John’s gospel takes us to the tomb of Lazarus and describes the cave, the stone lying against it, and the smell of death. When Jesus ordered the stone to be removed, Martha reacted as anyone would. Jesus reassured her that she was about to see the glory of God. Jesus was just as capable as we are of praying silently, but Jesus prayed aloud so his audience would know that the power about to be displayed was coming from the unity of the Father and the Son expressed in prayer. Jesus cried with a loud voice, “Lazarus, come out!” With these words, Jesus commanded Lazarus back to life. The Word made flesh is the Word that resurrects. Lazarus came out still wrapped in the cloths used to prepare a body for burial. Jesus then commanded the bystanders to unwrap Lazarus to release this man who was now alive.

--- Listing ---
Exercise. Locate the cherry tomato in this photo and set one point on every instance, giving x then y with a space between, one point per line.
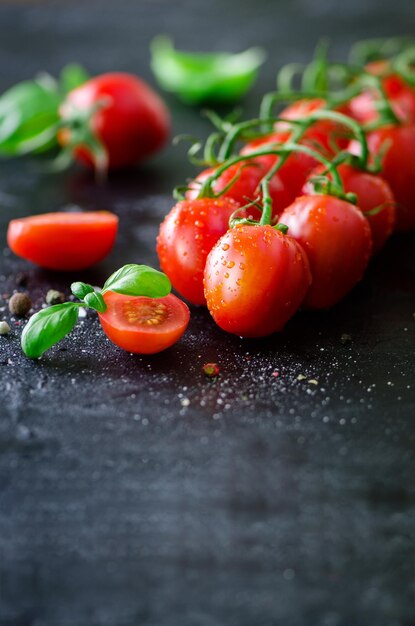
255 280
398 168
63 241
131 121
337 240
144 325
400 95
186 237
372 193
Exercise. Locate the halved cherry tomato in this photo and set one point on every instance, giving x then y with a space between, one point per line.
337 240
186 237
63 241
144 325
372 192
127 117
255 279
398 168
401 96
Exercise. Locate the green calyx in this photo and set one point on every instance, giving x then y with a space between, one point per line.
48 326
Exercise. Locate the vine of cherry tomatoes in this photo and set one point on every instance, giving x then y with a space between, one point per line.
291 207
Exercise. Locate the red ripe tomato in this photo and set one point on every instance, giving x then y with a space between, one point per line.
144 325
255 279
186 237
337 240
247 186
372 193
363 107
398 168
63 241
132 123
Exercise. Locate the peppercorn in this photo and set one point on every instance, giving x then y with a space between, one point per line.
54 297
20 304
4 328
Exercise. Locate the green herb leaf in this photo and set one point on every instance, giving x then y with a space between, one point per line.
80 290
47 327
95 301
29 117
138 280
202 77
72 76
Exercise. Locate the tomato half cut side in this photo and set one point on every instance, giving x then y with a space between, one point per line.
144 325
63 241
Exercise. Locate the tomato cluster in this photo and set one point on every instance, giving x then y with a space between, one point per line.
292 216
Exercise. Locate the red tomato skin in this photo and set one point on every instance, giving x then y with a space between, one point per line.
398 168
337 240
400 94
186 237
247 186
141 338
132 124
255 280
63 241
372 192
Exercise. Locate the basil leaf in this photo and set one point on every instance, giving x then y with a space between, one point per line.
47 327
95 301
201 77
138 280
28 111
72 76
80 290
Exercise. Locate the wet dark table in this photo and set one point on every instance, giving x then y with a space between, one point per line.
133 491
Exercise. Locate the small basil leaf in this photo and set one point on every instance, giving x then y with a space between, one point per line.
47 327
80 290
139 280
72 76
95 301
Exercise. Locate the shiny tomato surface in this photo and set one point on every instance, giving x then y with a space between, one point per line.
63 241
255 280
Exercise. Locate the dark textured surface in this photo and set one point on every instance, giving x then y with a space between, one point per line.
133 491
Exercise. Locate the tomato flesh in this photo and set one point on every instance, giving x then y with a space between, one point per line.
132 123
186 236
337 240
255 279
63 241
144 325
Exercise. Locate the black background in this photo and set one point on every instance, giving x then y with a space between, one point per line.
133 491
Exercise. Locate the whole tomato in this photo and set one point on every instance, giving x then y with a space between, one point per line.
374 198
337 240
122 112
188 233
247 176
401 96
255 280
397 145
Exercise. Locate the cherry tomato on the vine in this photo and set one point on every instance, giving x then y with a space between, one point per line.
186 237
63 241
255 280
144 325
374 198
397 145
122 112
337 240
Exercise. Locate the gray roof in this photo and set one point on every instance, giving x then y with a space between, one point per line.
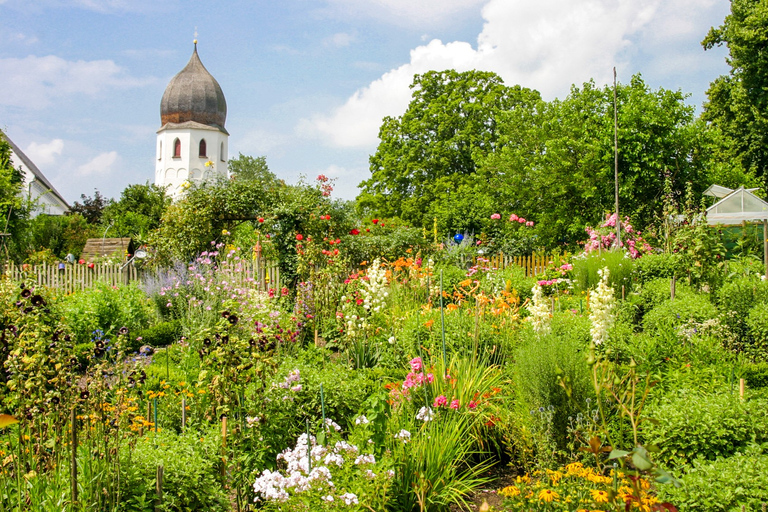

--- Requests ---
(A) Answer from the passage on the raising of Lazarus:
(i) What did Jesus tell Martha she was about to see?
(ii) What words did Jesus cry with a loud voice?
(iii) What did Jesus command the bystanders to do?
(B) Extend the passage on the raising of Lazarus from its final sentence, keeping its reflective tone.
The records are separate material, unrelated to the text on the raising of Lazarus.

--- Task responses ---
(A)
(i) The glory of God.
(ii) "Lazarus, come out!"
(iii) To unwrap Lazarus and release him.

(B)
This was Jesus’ seventh sign. The resurrection of Lazarus did bring things to a head with the religious leaders just as Jesus knew it would. Jesus and the disciples went to a town on the edge of the desert wilderness to wait until the Passover festival which was near. With the Passover of the Jews being near, many went up from the country to Jerusalem to the temple to prepare themselves. John’s gospel tells us that everyone was wondering where Jesus was. They were looking for Jesus. They were asking one another whether or not Jesus would dare step into Jerusalem: “Surely he will not come to the festival, will he?” Common sense told them that Jesus would stay away from the festival. Little did they know that Jesus was committed to his mission and destiny in Jerusalem. We’re also told that the chief priests and the Pharisees had given orders that anyone who knew where Jesus was should let them know, so that they might arrest him. (John 11:55-57)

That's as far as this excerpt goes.